● DATASET EXCERPTS:
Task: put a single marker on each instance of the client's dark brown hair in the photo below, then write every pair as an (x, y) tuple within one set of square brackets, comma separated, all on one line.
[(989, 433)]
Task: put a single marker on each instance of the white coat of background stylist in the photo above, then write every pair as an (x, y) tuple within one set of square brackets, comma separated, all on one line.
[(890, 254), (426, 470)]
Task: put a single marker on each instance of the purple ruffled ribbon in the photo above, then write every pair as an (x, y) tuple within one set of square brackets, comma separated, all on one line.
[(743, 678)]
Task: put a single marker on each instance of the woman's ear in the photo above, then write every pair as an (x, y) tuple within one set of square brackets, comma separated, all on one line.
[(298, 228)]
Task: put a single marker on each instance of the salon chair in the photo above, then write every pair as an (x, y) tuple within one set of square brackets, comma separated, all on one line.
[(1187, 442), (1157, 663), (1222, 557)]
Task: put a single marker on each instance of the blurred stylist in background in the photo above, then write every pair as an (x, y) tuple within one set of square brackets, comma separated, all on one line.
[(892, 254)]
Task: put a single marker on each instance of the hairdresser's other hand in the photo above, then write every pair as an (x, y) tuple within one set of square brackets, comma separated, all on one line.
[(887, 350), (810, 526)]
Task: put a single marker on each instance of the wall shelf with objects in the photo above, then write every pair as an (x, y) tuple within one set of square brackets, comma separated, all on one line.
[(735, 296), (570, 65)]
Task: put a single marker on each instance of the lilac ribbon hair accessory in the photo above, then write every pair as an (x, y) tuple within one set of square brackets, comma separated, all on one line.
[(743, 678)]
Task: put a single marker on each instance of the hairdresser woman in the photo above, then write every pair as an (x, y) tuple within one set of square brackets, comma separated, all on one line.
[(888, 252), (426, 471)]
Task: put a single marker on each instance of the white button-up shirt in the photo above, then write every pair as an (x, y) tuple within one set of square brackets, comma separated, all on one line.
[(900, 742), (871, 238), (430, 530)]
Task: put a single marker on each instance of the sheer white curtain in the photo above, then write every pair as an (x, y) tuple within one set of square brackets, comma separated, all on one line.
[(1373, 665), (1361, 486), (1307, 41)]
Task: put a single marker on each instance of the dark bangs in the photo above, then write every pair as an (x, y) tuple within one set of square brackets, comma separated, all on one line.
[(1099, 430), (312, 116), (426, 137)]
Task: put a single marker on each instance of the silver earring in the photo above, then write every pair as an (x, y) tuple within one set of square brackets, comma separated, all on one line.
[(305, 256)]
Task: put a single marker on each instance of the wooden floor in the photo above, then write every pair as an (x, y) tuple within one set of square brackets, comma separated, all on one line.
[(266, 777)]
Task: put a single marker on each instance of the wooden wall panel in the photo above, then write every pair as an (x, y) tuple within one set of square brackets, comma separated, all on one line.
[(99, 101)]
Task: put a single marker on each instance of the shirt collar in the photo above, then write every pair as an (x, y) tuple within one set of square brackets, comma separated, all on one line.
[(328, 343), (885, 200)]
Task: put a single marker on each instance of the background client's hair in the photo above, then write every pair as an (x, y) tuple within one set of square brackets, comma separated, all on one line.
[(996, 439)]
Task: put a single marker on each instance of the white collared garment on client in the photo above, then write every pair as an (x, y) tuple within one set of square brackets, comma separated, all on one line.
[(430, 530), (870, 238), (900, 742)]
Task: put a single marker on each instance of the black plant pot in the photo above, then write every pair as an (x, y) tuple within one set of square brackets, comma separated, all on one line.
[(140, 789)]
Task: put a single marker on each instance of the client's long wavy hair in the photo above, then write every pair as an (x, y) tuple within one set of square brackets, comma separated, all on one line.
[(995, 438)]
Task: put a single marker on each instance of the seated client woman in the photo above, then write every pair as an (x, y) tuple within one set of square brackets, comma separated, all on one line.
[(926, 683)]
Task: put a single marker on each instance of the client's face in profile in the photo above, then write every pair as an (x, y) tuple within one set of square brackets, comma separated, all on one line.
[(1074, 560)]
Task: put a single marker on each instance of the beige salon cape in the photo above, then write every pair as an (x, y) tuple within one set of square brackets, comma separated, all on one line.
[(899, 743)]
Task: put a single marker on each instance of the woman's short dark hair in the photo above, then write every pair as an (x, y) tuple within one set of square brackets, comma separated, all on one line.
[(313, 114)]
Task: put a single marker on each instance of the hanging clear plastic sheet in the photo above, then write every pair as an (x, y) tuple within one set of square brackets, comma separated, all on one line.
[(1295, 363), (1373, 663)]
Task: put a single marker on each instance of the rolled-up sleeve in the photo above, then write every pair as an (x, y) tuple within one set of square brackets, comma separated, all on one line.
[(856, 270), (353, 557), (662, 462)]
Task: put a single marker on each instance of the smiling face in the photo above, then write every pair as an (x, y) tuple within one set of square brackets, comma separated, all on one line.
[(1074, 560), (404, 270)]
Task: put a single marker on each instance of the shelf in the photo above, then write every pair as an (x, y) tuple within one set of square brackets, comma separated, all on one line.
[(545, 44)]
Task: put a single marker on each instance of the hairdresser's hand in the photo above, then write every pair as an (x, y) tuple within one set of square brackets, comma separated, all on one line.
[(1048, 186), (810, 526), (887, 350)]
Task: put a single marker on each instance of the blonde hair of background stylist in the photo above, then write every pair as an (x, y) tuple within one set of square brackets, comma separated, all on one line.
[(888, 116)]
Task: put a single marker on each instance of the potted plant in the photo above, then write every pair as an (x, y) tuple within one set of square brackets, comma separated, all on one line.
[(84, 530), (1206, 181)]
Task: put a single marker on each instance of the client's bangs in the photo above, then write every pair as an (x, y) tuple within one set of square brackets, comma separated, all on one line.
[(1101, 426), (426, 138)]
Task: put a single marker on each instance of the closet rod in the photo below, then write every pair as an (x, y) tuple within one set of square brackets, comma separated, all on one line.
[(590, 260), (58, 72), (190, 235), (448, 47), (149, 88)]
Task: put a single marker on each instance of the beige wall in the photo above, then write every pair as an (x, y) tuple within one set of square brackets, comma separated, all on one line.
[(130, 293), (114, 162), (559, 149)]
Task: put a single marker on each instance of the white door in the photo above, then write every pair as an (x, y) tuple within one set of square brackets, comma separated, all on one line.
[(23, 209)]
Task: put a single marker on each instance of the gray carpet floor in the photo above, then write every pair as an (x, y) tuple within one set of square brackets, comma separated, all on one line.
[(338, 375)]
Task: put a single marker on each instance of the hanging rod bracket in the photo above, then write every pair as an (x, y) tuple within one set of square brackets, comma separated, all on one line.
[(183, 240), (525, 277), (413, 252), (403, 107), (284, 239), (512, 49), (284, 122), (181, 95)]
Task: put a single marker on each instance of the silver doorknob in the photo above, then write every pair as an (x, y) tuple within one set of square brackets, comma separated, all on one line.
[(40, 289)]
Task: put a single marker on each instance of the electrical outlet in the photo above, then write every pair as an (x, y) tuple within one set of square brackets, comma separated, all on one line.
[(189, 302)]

● WHAT THE EXERCISE ASKS:
Convert all of the data above into a JSON list of strings, one string for each line, leaving out any blank lines.

● EXERCISE RESULT:
[
  "Task: put a single marker on each instance of the client's dark brown hair in the photo below, then write every pair as an (x, y) tuple within one set of square brackets, comma separated, all on one line.",
  "[(989, 433)]",
  "Task: put a single marker on each instance of the white coat of background stylist in the photo above, then write every pair as an (x, y) tuple within one set of square brackets, comma separated, all on one line.",
  "[(890, 254), (426, 470)]",
  "Task: put a single marker on each instance of the purple ruffled ribbon in the photo above, then write every pair as an (x, y) tuple within one set of square brackets, comma separated, all on one line.",
  "[(743, 678)]",
  "Task: put a single marker on each instance of the woman's ear in the photo above, then write every pair as an (x, y) tuple within one set of square brackets, comma separated, all on one line.",
  "[(298, 228)]",
  "Task: put a single marker on each instance of the salon chair in the photo above, then write every pair as an (x, y) tuple within one set of square brackets, comma separated, all on one line.",
  "[(1187, 442), (1157, 663), (1222, 557)]",
  "Task: put a single marker on each instance of the blurred stylist in background in the photo above, then write every pair as an (x, y) tuple within one set of square brackets, comma separated, all on one line.",
  "[(892, 254)]",
  "Task: put a single marker on each instance of the hairdresser's other hand in the photo above, then write every pair as an (x, y) tuple within one set of square brackets, comma separated, all on one line.",
  "[(887, 350), (810, 526)]",
  "Task: put a single marker on each instance of the wall shelf with objects in the photo above, then write every pair as an (x, y) tuple within one set of square brackets, comma separated, all on one line.",
  "[(735, 296), (570, 65)]",
  "Task: put a single marker on each instance of the lilac ribbon hair accessory in the photo above, then write every pair as an (x, y) tuple within one set of square brackets, comma separated, all on one line.",
  "[(743, 678)]",
  "Task: put a single marker on each instance of the hairdresser woman in the photo above, then write every pair as an (x, y) tuple within one set of square brackets, comma separated, all on one line.",
  "[(888, 252), (426, 471)]",
  "Task: put a single marker on each instance of the white button-up shirt in the photo above, then write every pair as an (x, y) tuple within one set of square brackets, comma separated, all on one line.",
  "[(900, 742), (871, 238), (430, 530)]",
  "Task: put a single marker on each instance of the sheer white curtain in the photo above, then write every pair as an (x, y) tuple within one set of square brackets, comma separated, all on one line.",
  "[(1373, 665), (1361, 486), (1307, 41)]",
  "Task: put a single marker on each instance of the dark bangs in the photo above, then write every pair as an (x, y) tuple within one set of square brackets, comma separated, all on one line.",
  "[(1099, 430), (312, 116), (426, 137)]",
  "Task: put a single marker on each instance of the silver earring in the photo above, then write every pair as an (x, y) tuple within one set of square brackets, comma separated, all on one line.",
  "[(305, 256)]",
  "Task: put a single marker on each instance of the wooden floor in the photo above, then write every pair as an (x, y) tuple within one set of square brackets, comma separated, all on one line.",
  "[(266, 777)]",
  "Task: put a single marker on each instance of the wooden wall panel in the photo above, then write every pair as an (x, y) tuple within one set of square brackets, comma separated, all on one line.",
  "[(99, 101)]",
  "Task: put a single marker on each instance of the shirt collar in the photo above, then write every pair as an (x, y) tuple within one set of square brackets, comma separated, all on one line.",
  "[(328, 343), (885, 200)]",
  "Task: put a single marker on each instance of the background client's hair in the photo above, then write every pair as an (x, y) tuple within one set of square brackets, comma separated, all on one line.",
  "[(996, 439)]",
  "Task: put a single marker on each instance of the white collared garment on client in the photo above, then write every pair as an (x, y) tuple within one set of square brackets, comma separated, all on one line.",
  "[(430, 530), (870, 238), (900, 742)]",
  "Task: put a single marker on each instance of the black plant pot in the photo above, then write every pair as an (x, y) tuple within one set of square brackets, comma separated, all on one line.",
  "[(140, 789)]",
  "Task: put a single marker on each instance of the client's long wavy hair in the photo above, then write every pair as an (x, y) tuple within one set of square brackets, comma separated, all on one line.",
  "[(995, 438)]",
  "Task: put a single marker on each instance of the seated client woman in the photo above, then write every pair as an (x, y) tuple within one set of square brackets, comma separated, all on one line.",
  "[(926, 683)]",
  "Task: put a single marker on each instance of the client's face in profile in the photo above, then write every pair as an (x, y) tuple within one set of square brackets, comma separated, all on one line.",
  "[(1074, 560)]",
  "Task: put a single marker on each instance of the beige salon cape in the photo above, then write every pair as an (x, y) tuple within one set of square brackets, comma separated, all on one line.",
  "[(899, 743)]",
  "Task: put a single marker on each instance of the woman's short dark hair in the photo above, then write every pair as an (x, y) tuple within one set of square brackets, comma separated, all on one line.",
  "[(313, 114)]",
  "Task: put a single marker on each instance of the hanging clear plastic sheet in the photo above, then write every pair as an (x, y) tuple within one set of square brackets, comma separated, all on one line.",
  "[(1295, 363), (1373, 663)]",
  "Task: put a single marker on each instance of the rolled-up sleeve in the photo above, then write every pair as an (x, y) tuple within one set of square brackets, comma separated, all on one line.",
  "[(856, 270), (353, 557), (662, 462)]",
  "Task: put a single marker on each instance of the smiling face in the photo above, then write every pair as an (x, y) tuple within one set of square brackets, comma separated, all on one line.",
  "[(1074, 560), (404, 270)]",
  "Task: put a single marker on each instance of the shelf in the photo above, then write every pair as an (x, y) tuple within one set of square brackets, comma separated, all on one line.",
  "[(545, 44)]",
  "Task: put a single marker on each instance of the hairdresser's hand in the photo above, then write every pair as an (x, y) tuple within one set of square brackets, comma separated, all on one line.",
  "[(1048, 186), (810, 526), (887, 350)]",
  "Task: put a single marker on each instance of the blonde hair of background stylist in the photo above, then write every pair as an (x, y) tuple within one set of square brackets, comma separated, all on one line.",
  "[(888, 116)]",
  "Task: put a single marker on each instance of the potted plant in the photo above, then write every pair as an (x, y) tuple within one set of square brackets, comma separated, all on one line.",
  "[(84, 530), (1206, 181)]",
  "Task: put a single marker on each instance of the client's bangs in the photo above, then write every pair as an (x, y) tuple within one set of square brackets, comma separated, all on one line.",
  "[(1101, 426), (426, 138)]",
  "Task: put a single marker on each instance of the closet rod in the photo below, then write every pair as an (x, y) tuple within one set of square brackets, comma separated, all on one line.",
  "[(590, 260), (58, 72), (190, 235), (448, 47), (149, 88)]",
  "Task: put a single marker on each instance of the beige wall in the photo above, then write every pair as an (x, y) tuple within one set of square brackets, comma separated, all on one line.",
  "[(130, 293), (114, 162), (559, 149)]",
  "Task: put a single marker on each instance of the white door in the photo above, then write every pair as an (x, y) tuple within one set of square brackets, comma separated, all on one line.",
  "[(23, 209)]",
  "Task: put a single marker on each instance of the gray carpet floor in the photo above, then write every pair as an (x, y) tuple within one set of square brackets, comma separated, all on one line.",
  "[(338, 375)]",
  "Task: put a single marker on each instance of the hanging rod bracket in the photo above, then write every pair as an (x, y) tuple within one set of square brackets, comma separated, all on one line.",
  "[(183, 240), (525, 277), (413, 252), (403, 107), (284, 239), (512, 49), (284, 122), (181, 95)]",
  "Task: put a single marker on each instance of the silver doorknob in the photo above, then write every pair as an (x, y) tuple within one set of square brackets, comma separated, all on one line.",
  "[(40, 289)]",
  "Task: put a single marker on each instance of the electrical outlet in the photo above, then write every pair as an (x, y) tuple within one set of square brackets, comma separated, all on one line.",
  "[(189, 302)]"
]